CFA® Program Curriculum, Volume 4, page 58
A project’s NPV profile is a graph that shows a project’s NPV for different discount rates. The discount rates are on the x-axis of the NPV profile, and the corresponding NPVs are plotted on the y-axis. The following example illustrates an NPV profile for two projects.
EXAMPLE: NPV profile
Using the project cash flows presented in Table 6, construct an NPV profile for Project A and Project B.
Table 6: Project Cash Flows
Year Project A Project B
0 –$2,000 –$2,000
1 1,000 200
2 800 600
3 600 800
4 200 1,200
Answer:
The NPV profiles are presented in Figure 34.1. The project NPVs are summarized in the table below this graph.
Figure 34.1: NPV Profiles
Note in the example that the projects’ IRRs are the discount rates where the NPV profiles intersect the x-axis, because these are the discount rates for which NPV equals zero. Recall that the IRR is the discount rate that results in an NPV of zero.

■ CHALLENGE A
Copy the rows word for word, from the first line of the rows through the line containing "468 20 L 353", both included. Leave out the pictures.
The rows below have no connection to the NPV profile excerpt.

■ ROWS
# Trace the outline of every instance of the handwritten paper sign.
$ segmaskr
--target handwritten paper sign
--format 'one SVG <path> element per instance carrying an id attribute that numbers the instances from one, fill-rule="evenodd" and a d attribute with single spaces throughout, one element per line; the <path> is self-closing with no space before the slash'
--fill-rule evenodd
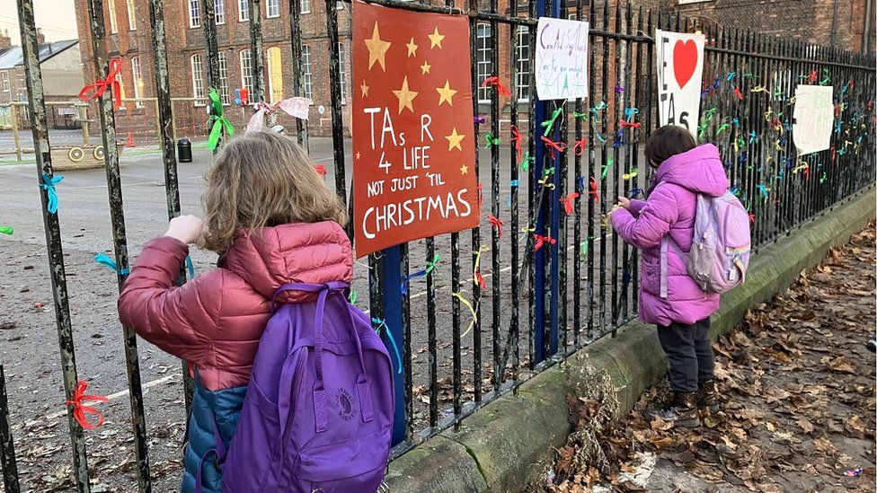
<path id="1" fill-rule="evenodd" d="M 468 20 L 353 9 L 357 256 L 478 225 Z"/>
<path id="2" fill-rule="evenodd" d="M 588 97 L 588 22 L 539 18 L 536 84 L 540 100 Z"/>
<path id="3" fill-rule="evenodd" d="M 798 154 L 818 153 L 831 147 L 834 126 L 833 88 L 830 85 L 799 84 L 792 113 L 792 140 Z"/>
<path id="4" fill-rule="evenodd" d="M 704 77 L 703 34 L 656 30 L 660 125 L 686 127 L 697 135 Z"/>

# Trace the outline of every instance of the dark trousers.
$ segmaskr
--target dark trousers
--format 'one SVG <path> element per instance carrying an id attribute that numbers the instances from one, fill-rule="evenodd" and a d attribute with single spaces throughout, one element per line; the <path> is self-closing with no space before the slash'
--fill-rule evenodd
<path id="1" fill-rule="evenodd" d="M 709 318 L 690 325 L 659 325 L 658 340 L 670 367 L 670 388 L 674 392 L 697 392 L 699 382 L 713 380 L 714 364 Z"/>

■ CHALLENGE B
Quote the NPV profile excerpt in full.

■ WRITTEN REPLY A
# Trace the outline of every instance of the handwritten paper sign.
$ segmaskr
--target handwritten paper sign
--format 'one SVG <path> element per instance carrying an id attribute that numbers the instances from one, fill-rule="evenodd" and a d attribute with single spaces throughout, one element per line; the <path> is self-closing with no space before the slash'
--fill-rule evenodd
<path id="1" fill-rule="evenodd" d="M 468 20 L 353 9 L 357 256 L 478 225 Z"/>

■ WRITTEN REPLY B
CFA® Program Curriculum, Volume 4, page 58
A project’s NPV profile is a graph that shows a project’s NPV for different discount rates. The discount rates are on the x-axis of the NPV profile, and the corresponding NPVs are plotted on the y-axis. The following example illustrates an NPV profile for two projects.
EXAMPLE: NPV profile
Using the project cash flows presented in Table 6, construct an NPV profile for Project A and Project B.
Table 6: Project Cash Flows
Year Project A Project B
0 –$2,000 –$2,000
1 1,000 200
2 800 600
3 600 800
4 200 1,200
Answer:
The NPV profiles are presented in Figure 34.1. The project NPVs are summarized in the table below this graph.
Figure 34.1: NPV Profiles
Note in the example that the projects’ IRRs are the discount rates where the NPV profiles intersect the x-axis, because these are the discount rates for which NPV equals zero. Recall that the IRR is the discount rate that results in an NPV of zero.